How many lines of the data below contain the word "person"? Case counts; give only the number.
** START OF Entries provided **
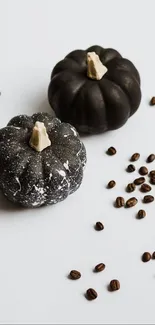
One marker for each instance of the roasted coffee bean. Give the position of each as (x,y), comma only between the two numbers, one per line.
(91,294)
(135,157)
(148,198)
(131,168)
(99,226)
(139,181)
(152,101)
(114,285)
(111,184)
(141,214)
(151,158)
(152,180)
(153,256)
(100,267)
(75,275)
(146,257)
(131,202)
(152,173)
(111,151)
(145,188)
(130,187)
(119,202)
(143,170)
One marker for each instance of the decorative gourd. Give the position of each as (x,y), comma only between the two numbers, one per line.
(95,90)
(41,160)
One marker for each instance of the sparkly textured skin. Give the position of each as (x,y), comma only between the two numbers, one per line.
(32,178)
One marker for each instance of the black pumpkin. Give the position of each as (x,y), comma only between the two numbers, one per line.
(41,160)
(95,89)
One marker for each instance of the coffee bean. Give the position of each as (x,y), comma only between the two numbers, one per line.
(152,173)
(114,285)
(153,256)
(91,294)
(75,275)
(139,181)
(148,198)
(152,101)
(143,170)
(119,202)
(111,184)
(99,226)
(131,168)
(145,188)
(100,267)
(135,157)
(141,214)
(151,158)
(146,257)
(152,180)
(130,187)
(111,151)
(131,202)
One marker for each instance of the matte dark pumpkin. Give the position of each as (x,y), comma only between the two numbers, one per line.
(94,106)
(35,178)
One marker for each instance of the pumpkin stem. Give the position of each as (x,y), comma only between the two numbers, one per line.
(96,69)
(39,139)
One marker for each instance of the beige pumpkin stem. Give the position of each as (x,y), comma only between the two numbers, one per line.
(39,139)
(95,68)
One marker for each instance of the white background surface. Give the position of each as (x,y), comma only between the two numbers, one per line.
(39,247)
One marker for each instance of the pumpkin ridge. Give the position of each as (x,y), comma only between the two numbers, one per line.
(121,84)
(74,99)
(58,69)
(59,91)
(117,65)
(117,91)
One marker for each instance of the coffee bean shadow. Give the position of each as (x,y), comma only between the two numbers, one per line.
(86,297)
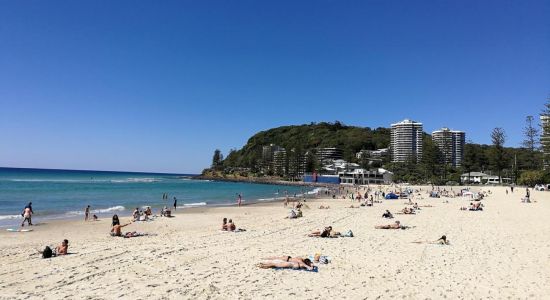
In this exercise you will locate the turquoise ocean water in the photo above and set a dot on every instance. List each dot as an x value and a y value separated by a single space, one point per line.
59 194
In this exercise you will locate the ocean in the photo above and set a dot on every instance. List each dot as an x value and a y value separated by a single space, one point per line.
58 194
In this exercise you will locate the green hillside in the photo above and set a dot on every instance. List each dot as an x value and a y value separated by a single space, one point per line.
303 138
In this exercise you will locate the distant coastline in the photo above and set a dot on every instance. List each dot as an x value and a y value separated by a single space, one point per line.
259 180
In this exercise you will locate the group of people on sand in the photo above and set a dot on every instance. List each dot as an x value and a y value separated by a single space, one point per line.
287 262
296 212
228 225
62 249
116 229
474 206
142 215
329 233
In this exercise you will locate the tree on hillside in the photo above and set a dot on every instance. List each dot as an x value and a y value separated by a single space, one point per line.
530 142
217 159
498 157
311 162
545 134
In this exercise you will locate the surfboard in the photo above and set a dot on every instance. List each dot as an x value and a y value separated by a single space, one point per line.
18 230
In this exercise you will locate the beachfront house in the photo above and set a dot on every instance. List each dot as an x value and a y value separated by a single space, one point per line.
482 178
364 177
474 177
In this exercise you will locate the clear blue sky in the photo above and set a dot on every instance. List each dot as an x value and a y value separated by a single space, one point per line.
158 85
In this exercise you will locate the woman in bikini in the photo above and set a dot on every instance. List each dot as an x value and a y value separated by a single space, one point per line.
296 265
325 233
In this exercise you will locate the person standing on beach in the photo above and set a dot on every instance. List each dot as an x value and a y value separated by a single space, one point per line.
27 214
87 213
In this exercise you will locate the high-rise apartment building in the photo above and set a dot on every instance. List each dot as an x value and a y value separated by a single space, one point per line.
451 144
406 141
545 140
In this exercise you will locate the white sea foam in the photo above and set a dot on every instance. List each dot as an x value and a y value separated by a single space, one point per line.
194 204
10 217
136 180
58 180
97 211
315 191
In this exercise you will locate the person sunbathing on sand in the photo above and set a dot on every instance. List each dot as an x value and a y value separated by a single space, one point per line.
325 233
408 211
117 229
441 241
296 265
63 248
288 259
387 215
224 224
231 226
396 225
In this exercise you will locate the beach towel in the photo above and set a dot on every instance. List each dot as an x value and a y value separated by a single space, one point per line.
323 259
18 230
235 231
315 269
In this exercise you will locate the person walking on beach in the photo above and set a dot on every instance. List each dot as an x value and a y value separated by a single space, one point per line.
87 213
27 214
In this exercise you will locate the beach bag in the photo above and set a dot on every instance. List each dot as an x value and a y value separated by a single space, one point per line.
47 253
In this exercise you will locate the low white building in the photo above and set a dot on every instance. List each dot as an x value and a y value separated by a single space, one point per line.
339 165
473 177
482 178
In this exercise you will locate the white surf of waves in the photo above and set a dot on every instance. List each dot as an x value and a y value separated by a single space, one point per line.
315 191
58 180
194 204
97 211
10 217
136 180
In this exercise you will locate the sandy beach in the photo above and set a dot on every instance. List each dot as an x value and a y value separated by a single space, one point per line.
501 252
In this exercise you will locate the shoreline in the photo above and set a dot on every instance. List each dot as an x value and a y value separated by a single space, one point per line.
8 223
190 257
262 180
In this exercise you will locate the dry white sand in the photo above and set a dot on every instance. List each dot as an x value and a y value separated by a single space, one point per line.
502 252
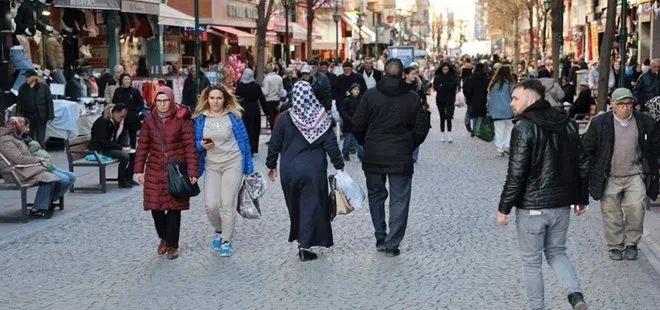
** END OF Entries provided **
(Answer): 3